* GOAL
In the material below, copy everything from the line containing "the mint leaf" down to the line containing "589, 343, 661]]", requests included. Shift every bounding-box coordinate in the answers up by 143, and leave the rest unchanged.

* RECORDS SUPPLIED
################
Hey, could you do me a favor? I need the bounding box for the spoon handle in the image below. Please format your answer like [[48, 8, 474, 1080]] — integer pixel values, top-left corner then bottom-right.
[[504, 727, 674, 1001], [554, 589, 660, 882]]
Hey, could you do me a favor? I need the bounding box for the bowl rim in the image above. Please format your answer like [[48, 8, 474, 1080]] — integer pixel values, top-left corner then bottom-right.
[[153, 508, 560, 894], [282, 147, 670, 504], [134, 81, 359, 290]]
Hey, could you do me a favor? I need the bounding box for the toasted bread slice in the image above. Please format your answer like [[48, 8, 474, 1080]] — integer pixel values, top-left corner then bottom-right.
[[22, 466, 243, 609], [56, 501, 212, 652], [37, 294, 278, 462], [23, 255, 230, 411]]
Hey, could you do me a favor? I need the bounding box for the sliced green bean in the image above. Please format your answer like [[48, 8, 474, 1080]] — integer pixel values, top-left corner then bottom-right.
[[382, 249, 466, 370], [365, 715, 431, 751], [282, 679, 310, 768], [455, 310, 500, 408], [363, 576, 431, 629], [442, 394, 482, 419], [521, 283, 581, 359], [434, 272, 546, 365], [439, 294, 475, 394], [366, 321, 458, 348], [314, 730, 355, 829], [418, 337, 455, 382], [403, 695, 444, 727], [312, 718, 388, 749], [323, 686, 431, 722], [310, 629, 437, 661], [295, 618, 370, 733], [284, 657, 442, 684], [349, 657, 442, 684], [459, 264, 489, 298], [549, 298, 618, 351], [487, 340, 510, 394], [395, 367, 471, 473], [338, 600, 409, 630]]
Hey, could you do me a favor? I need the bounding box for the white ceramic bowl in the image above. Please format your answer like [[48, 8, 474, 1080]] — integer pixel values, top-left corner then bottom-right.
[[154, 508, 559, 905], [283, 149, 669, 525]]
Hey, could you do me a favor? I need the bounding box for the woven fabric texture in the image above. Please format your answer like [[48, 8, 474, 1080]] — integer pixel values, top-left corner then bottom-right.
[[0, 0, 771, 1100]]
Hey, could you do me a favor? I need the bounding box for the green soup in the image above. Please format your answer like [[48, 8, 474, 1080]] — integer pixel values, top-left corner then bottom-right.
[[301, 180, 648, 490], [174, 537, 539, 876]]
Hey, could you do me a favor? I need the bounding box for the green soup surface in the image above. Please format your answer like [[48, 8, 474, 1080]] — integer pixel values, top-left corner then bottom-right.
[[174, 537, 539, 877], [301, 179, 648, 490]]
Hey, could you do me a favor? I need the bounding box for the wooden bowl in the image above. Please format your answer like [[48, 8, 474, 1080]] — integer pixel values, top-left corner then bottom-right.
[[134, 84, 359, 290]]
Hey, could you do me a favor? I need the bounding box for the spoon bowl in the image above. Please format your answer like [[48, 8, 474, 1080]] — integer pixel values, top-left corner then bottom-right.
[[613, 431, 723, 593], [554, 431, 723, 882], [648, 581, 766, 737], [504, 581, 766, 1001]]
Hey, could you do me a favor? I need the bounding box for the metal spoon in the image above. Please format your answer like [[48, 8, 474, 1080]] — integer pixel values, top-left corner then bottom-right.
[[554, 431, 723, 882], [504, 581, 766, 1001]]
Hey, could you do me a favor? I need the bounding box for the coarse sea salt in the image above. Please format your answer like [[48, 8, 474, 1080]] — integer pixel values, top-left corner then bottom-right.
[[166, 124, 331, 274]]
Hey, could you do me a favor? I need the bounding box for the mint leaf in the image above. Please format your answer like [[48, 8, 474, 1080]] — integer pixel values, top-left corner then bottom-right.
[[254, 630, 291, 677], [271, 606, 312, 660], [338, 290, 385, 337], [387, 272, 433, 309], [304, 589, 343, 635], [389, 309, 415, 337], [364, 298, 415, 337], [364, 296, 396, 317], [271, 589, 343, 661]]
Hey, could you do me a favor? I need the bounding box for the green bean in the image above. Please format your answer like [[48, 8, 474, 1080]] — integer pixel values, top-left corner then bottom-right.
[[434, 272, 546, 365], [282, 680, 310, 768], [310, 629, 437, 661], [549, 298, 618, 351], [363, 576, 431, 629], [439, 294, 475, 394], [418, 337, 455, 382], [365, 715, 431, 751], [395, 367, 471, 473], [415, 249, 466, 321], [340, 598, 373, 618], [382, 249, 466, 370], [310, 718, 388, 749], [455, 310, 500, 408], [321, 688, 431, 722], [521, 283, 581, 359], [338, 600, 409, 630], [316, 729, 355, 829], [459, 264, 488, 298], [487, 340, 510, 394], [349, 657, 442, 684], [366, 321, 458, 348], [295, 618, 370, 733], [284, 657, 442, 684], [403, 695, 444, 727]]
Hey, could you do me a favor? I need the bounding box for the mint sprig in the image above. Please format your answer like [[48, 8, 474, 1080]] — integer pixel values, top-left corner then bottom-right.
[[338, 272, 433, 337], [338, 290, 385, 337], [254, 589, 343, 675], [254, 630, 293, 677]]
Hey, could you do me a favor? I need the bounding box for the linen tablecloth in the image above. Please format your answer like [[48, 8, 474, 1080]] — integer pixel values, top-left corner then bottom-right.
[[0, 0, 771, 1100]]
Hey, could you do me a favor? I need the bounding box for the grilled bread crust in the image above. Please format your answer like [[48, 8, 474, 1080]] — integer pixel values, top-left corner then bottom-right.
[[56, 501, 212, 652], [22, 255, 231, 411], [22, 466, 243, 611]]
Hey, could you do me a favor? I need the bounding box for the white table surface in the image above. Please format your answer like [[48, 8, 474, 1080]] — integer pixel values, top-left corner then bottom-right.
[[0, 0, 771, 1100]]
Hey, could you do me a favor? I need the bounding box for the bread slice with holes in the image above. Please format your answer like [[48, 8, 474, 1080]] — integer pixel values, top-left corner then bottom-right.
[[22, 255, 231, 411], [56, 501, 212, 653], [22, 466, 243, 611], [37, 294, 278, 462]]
################
* SOLUTION FOR THIS PROBLEM
Hey, could you do me a favor? I need the bounding box for the mint leaf in the image above. Please format your answer like [[48, 8, 474, 1080]] — integer pixel values, top-left corner then bottom-right.
[[397, 773, 434, 820], [414, 749, 455, 803], [481, 433, 528, 480], [530, 415, 576, 452], [447, 732, 486, 778], [532, 452, 558, 480], [507, 441, 558, 480], [507, 439, 539, 460], [414, 732, 486, 804]]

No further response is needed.